* **PROVIDED PASSAGE**
========

Our usecase is that we'll be scrambling an MPTS in real time and each service has different keys. Also our batch is small (entire mux output buffer is only 128pkts), so right now much of the processing power would go to waste, because we'd never have 128pkts from one service at a time.

So my question is: Is it possible for the algorithm to encrypt i.e. 2x64 or 4x32 (in sse mode) with two/four different keys at once?

mkaluza commented 6 years ago

And thank you for your work - that kind of speedup is awesome ;) We have Pentium G4560 as a test machine and it achieves 1377mbps in bitslice bench using ssse3 :)

It's a pity your patches weren't merged into the original lib...

have you ever thought about AVX? :) Not that it isn't fast enugh - just for the sake of doing it :)

glenvt18 commented 6 years ago

HI @mkaluza At first glance, multi-keying should work. It will require setting individual bytes in the expanded key's bs_word using masks. It is possible to have up to BS_BATCH_BYTES keys and as low as 8 packets per batch. With the current implementation, packets should be interleaved. For example, 4x32 batch:

s0[0] s1[0] s2[0] s3[0]    s0[1] s1[1] s2[1] s3[1]    ...   s0[31] s1[31] s2[31] s3[31]

where sN[i] means i-th packet of the N-th stream.

========

* **RECORDS FOR THIS TASK**
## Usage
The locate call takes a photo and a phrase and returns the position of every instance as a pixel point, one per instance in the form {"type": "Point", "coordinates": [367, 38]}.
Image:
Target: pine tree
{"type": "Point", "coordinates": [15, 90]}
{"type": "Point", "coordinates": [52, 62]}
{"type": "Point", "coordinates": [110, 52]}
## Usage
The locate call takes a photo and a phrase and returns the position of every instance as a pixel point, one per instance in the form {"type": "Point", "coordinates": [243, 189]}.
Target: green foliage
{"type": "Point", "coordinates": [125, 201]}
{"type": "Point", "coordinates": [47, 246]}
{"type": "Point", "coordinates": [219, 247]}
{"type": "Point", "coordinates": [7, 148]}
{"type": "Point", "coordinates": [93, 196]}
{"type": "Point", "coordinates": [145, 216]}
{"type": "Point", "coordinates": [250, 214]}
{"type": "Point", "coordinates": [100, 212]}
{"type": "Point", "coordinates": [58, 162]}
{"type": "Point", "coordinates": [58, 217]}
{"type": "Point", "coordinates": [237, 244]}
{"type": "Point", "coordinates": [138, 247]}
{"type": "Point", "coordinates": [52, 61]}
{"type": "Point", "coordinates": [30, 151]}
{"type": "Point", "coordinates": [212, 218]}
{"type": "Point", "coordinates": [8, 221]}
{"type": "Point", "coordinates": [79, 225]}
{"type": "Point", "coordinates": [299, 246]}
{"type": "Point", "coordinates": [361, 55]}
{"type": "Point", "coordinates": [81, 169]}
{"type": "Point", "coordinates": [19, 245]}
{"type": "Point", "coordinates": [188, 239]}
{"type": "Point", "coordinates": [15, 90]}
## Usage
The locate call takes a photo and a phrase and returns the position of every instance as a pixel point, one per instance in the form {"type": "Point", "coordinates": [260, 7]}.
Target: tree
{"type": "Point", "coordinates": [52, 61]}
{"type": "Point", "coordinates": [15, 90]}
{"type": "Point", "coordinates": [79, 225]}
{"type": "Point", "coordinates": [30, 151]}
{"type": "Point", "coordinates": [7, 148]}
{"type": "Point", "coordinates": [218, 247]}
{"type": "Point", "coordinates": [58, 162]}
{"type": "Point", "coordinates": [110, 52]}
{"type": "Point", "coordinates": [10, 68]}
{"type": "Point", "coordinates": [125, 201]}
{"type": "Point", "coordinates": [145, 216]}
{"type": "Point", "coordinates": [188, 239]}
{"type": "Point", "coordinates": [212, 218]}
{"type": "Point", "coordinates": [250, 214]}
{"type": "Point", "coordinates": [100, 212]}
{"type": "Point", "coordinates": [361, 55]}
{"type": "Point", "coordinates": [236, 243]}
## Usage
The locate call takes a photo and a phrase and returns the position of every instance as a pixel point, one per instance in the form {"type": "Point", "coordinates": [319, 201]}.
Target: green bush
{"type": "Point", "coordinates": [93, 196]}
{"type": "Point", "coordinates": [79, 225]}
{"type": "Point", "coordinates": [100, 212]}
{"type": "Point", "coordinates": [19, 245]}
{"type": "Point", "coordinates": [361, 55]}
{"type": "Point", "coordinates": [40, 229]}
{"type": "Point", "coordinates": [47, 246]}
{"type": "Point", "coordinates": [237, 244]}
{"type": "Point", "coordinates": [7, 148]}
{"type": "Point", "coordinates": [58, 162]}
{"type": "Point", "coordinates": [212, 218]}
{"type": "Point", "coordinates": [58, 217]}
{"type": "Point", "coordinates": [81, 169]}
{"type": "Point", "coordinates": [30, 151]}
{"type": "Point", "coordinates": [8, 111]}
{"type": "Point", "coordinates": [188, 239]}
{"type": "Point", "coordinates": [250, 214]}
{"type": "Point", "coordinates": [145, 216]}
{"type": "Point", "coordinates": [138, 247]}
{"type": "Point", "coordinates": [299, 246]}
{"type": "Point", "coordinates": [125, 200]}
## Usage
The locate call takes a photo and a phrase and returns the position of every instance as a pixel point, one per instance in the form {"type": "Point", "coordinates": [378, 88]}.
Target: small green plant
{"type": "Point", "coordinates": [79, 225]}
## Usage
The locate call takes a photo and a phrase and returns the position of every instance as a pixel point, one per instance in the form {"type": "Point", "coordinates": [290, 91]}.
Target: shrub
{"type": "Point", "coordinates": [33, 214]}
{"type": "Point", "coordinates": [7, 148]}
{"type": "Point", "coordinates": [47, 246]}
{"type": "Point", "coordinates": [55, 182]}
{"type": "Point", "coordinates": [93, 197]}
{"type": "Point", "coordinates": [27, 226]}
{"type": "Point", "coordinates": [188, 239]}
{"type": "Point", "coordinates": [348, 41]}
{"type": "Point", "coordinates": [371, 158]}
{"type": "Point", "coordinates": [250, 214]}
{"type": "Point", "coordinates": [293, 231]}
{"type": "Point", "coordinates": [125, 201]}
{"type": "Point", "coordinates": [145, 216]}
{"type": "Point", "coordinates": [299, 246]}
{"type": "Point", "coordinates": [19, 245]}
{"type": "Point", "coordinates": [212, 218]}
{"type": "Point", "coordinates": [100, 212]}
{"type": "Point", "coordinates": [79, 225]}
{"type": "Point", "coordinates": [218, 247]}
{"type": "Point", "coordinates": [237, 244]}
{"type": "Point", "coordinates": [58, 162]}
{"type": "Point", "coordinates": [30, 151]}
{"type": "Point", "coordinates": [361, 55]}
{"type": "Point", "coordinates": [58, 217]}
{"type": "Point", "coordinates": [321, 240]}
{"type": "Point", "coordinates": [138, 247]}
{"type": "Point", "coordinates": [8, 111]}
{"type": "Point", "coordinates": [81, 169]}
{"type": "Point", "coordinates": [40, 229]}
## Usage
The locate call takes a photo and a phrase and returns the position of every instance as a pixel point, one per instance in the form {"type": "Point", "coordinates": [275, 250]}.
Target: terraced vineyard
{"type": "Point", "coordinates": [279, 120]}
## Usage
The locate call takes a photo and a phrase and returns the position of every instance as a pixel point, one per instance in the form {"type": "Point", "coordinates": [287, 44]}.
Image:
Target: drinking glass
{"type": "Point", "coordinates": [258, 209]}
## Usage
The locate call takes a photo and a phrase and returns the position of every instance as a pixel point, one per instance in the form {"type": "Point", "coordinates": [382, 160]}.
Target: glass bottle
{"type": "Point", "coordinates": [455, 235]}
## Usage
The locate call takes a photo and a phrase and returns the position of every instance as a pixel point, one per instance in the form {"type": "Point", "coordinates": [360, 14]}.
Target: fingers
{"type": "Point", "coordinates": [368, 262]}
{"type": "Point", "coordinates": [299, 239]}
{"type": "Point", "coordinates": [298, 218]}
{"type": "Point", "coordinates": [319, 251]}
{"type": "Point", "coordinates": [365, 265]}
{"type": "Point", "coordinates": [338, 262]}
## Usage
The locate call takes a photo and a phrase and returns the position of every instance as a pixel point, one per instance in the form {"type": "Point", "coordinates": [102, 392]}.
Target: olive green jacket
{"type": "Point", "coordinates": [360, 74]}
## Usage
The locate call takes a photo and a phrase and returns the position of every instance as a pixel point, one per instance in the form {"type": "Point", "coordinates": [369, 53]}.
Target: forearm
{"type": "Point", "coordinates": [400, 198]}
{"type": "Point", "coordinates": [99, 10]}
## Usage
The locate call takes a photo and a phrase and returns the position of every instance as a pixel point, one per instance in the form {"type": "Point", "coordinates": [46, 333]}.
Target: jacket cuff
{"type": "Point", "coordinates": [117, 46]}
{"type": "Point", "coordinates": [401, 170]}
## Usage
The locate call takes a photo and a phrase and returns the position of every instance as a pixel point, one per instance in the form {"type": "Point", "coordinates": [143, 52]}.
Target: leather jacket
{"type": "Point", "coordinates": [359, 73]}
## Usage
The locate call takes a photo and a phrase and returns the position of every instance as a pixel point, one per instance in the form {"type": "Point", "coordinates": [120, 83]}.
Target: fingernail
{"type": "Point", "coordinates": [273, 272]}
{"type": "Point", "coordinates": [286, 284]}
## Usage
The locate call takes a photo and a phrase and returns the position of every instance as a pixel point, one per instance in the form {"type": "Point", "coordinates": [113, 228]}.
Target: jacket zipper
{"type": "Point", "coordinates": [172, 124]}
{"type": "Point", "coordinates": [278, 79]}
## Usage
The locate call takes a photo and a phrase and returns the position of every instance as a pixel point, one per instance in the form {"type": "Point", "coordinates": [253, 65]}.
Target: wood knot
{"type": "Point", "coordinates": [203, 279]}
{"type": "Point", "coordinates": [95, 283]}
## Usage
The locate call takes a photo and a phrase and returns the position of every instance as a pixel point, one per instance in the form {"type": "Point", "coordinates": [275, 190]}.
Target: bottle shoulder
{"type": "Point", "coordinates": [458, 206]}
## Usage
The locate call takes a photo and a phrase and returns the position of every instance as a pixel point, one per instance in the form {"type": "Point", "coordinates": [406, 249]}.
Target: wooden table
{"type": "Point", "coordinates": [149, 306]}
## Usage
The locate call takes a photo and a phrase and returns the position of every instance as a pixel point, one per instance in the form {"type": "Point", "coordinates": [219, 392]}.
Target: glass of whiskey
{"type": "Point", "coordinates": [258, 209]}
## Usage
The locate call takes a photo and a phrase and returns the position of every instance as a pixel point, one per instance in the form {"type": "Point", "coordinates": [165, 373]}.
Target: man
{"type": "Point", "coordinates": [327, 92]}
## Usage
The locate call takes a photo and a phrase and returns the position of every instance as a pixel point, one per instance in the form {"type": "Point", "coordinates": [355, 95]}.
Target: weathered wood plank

========

* **TASKS FOR THIS EXERCISE**
1/ Find every line of the records that contains the string "green" and copy each of those lines.
2/ Extend the discussion about scrambling an MPTS, beginning right after its last sentence.
The text and the records were taken from unrelated sources.

* **OUTPUTS BY TASK**
1/
Target: green foliage
Target: green bush
Target: small green plant
Target: olive green jacket

2/
Keys can be set up using subsequent calls of something like

void dvbcsa_bs_key_set_mx(const dvbcsa_cw_t cw, struct dvbcsa_bs_key_s *key,
                          int start, int len)

where start and len define the mask. For 4x32 (start, len) can be

start=0, len=4 
start=4, len=4 
start=8, len=4 
start=12, len=4

And you'll have to keep the length of the pcks[] array equal to the batch size (128 for sse). In other words, pcks[i].data shouldn't be NULL for any 0 <= i < 128. It won't hit performance much. Any suggestions?

AVX (256, 512) should work out-of-the-box after adding AVX intrinsics. If you can test it, I'll add them (or you can submit a PR). I just don't have HW to test.

nto commented 6 years ago

If someone comes up with AVX patches (both AVX2 and 512), I can test them.

mkaluza commented 6 years ago

@glenvt18 Thanks for the reply :) I'll look into it.

As for AVX - I looked at the header files and it doesn't seem complicated, although right now I know nothing about SIMD programming yet, but maybe it's a good time to learn something new. I have i5-6400 and E3-2603 available for testing and benchmarks and they both support AVX2, so I have something to work with. No AVX512 though :(

It seems that for some SSE instructions AVX just made them wider, so maybe it won't be difficult. I'll get back when I have something :)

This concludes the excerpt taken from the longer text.